━━ EXCERPT TO READ

Evidence in DC Car Accident Cases

The following is taken from an interview with a DC car accident injury lawyer as he discusses the importance of having good evidence when filing a claim and what has to be proven in order for someone to receive compensation. If you have been injured in a car accident due to another’s negligence, call today and schedule a free consultation.

What Evidence Is Collected Or Presented In DC Car Accident Cases?

As to liability, it’s the plaintiff’s responsibility and obligation to prove the case by preponderance of the evidence, meaning being able to show that they are more likely right than wrong. Each issue, liability to damages to causation, has to be proven, so evidence has to be gathered as to each of those; pictures of the vehicles at the scene are very helpful, pictures of the property damage are very helpful. When the car is repaired, having that repair estimate and information about the nature of the damage to the vehicle is also helpful. Witnesses that saw the accident can corroborate independently what occurred. The police investigation, and any statements they may have taken, are very important.

Then there’s the medical side of the case: the diagnosis and treatment that was received, gathering that information and making sure that the doctors are doing what’s required for purposes of proving the issues in the case.

Then the causation issue: showing that those injuries are related to the accident itself. Sometimes people have pre-existing conditions or other conditions and that needs to be clarified as to what’s related to the accident or what’s not, and if there was a pre-existing condition, perhaps that condition was exacerbated as a result of the accident.

So, many, many things go into proving cases, which is the plaintiff’s responsibility. From the get go, it’s important for the attorney to be involved so that this information can be gathered.

What Do You Have To Prove In A DC Car Accident Case?

You have to prove that someone was at fault.  Either they violated the motor vehicle laws, or how the accident happened was a result of that person’s breach of their duty on the highway to avoid a collision and to pay attention, be attentive, leave enough room, not speed, all of those issues. Fault has to be established in what we refer to as liability.

━━━━

- **TASK INSTRUCTIONS**:
- 1) In the DC car accident interview, by what standard must the plaintiff prove the case?
- 2) Carry on the DC car accident interview from its last sentence.
The lines after this point are separate material, apart from the DC car accident interview.

━━ MATERIAL SUPPLIED

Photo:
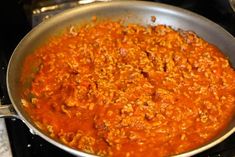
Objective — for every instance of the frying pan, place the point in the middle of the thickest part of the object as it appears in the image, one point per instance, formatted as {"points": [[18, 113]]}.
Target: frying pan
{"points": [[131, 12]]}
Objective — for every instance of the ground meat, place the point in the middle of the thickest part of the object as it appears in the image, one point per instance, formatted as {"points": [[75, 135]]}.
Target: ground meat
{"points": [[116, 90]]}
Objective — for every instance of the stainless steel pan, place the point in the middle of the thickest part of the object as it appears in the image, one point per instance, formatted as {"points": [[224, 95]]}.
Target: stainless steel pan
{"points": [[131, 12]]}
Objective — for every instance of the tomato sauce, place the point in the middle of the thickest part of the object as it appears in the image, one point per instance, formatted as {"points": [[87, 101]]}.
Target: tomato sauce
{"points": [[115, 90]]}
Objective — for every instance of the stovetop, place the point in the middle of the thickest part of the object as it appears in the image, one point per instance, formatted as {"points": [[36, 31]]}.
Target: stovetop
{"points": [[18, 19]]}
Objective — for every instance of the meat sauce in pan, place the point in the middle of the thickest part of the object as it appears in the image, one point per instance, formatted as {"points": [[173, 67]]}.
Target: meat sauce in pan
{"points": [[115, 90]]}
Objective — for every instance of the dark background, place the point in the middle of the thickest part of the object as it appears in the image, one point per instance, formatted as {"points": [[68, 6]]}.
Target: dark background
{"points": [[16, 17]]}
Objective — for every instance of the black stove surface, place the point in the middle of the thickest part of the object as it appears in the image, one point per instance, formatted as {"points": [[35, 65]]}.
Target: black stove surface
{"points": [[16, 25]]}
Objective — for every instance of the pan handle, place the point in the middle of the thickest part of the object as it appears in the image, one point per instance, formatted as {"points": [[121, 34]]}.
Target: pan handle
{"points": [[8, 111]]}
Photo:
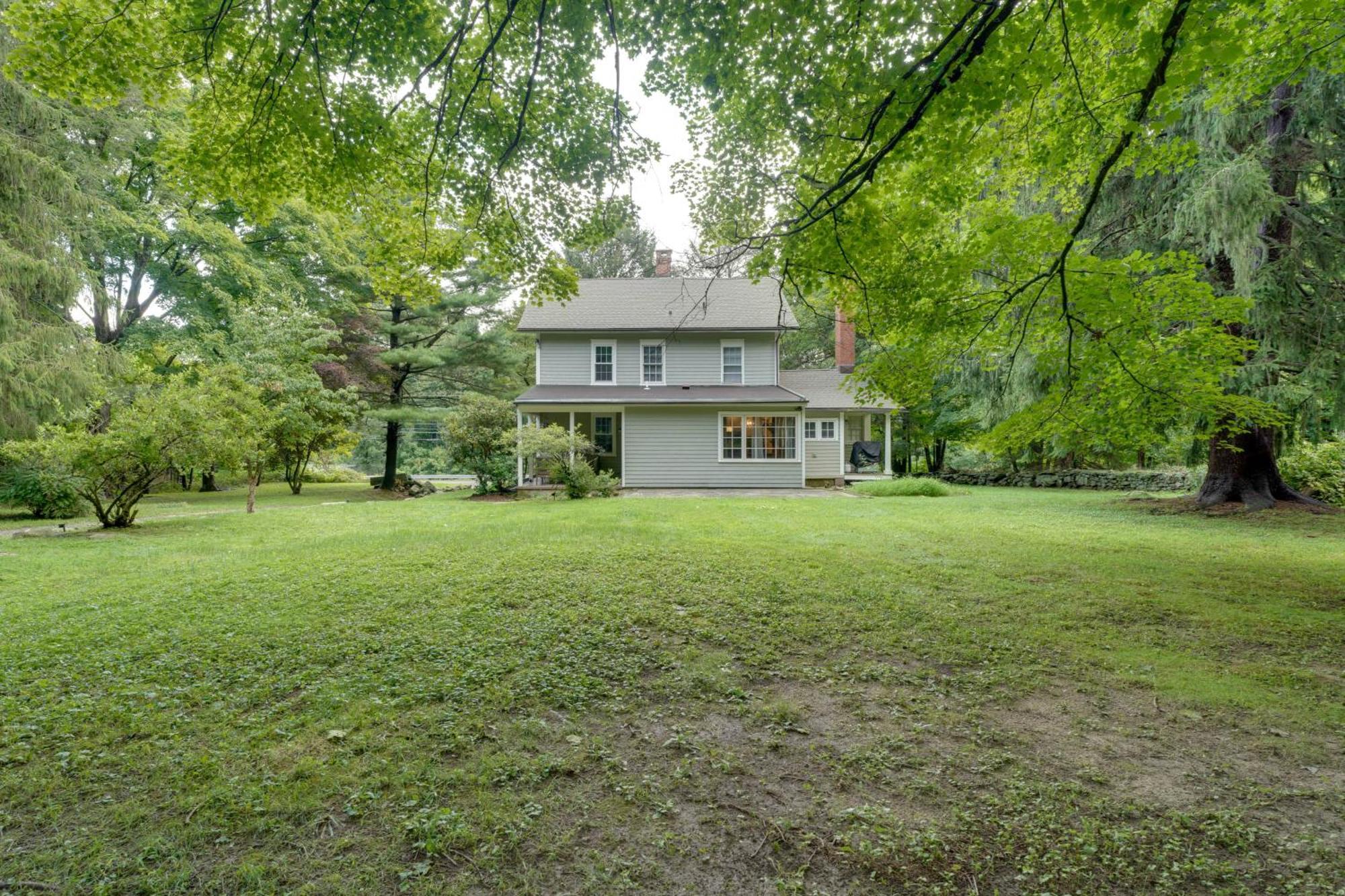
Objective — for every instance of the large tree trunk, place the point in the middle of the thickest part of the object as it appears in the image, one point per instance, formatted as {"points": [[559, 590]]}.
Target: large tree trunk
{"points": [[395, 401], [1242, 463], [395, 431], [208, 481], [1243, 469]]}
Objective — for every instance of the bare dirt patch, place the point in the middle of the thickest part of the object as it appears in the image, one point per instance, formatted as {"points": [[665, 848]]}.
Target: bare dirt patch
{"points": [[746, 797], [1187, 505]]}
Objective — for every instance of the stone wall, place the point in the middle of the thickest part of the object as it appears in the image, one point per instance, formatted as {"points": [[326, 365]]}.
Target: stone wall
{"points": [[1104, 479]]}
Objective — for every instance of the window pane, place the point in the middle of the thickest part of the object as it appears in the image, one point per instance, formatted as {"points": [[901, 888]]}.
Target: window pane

━━━━

- **ANSWERS FOR EACH ITEM**:
- 1) By a preponderance of the evidence, meaning showing they are more likely right than wrong.

- 2)
Then damages have to be proven. In order to have a case, there needs to the liability, the damages, and the causation, and you have to have all three. If you don’t have one of those, then you’re going to have a problem with your case. So, all medical treatment has to be proven to be necessary, reasonable and causally related to the accident and the accident has had to have caused those injuries.

Also, in D.C. there is a doctrine called contributory negligence and that means that the at fault party can be 99% at fault, but if the injury victim is deemed even just 1% at fault, they are barred from receiving any recovery. That’s a very harsh law, and that’s why the liability of the at-fault party has to be proven.  The question of whether there was any contribution or negligent conduct on the part of the injured party would have to be proven by the at-fault party, but the ramifications are that it would ultimately prevent the injured party from recovering.

So, in terms of not talking to the insurance company and not giving a recorded statement, one of the main reasons this is important is because of the issue of contributory negligence.  The only way of overcoming contributory negligence is a doctrine called last clear chance.

Even if the at fault party has responsibility and the injured victim has contributed, it falls back on the at fault party if they had the last clear chance to avoid the accident.  In that case, liability can still be proven without any effect on the injured party. So, all of these issues go into the investigation analysis and evaluation of the case.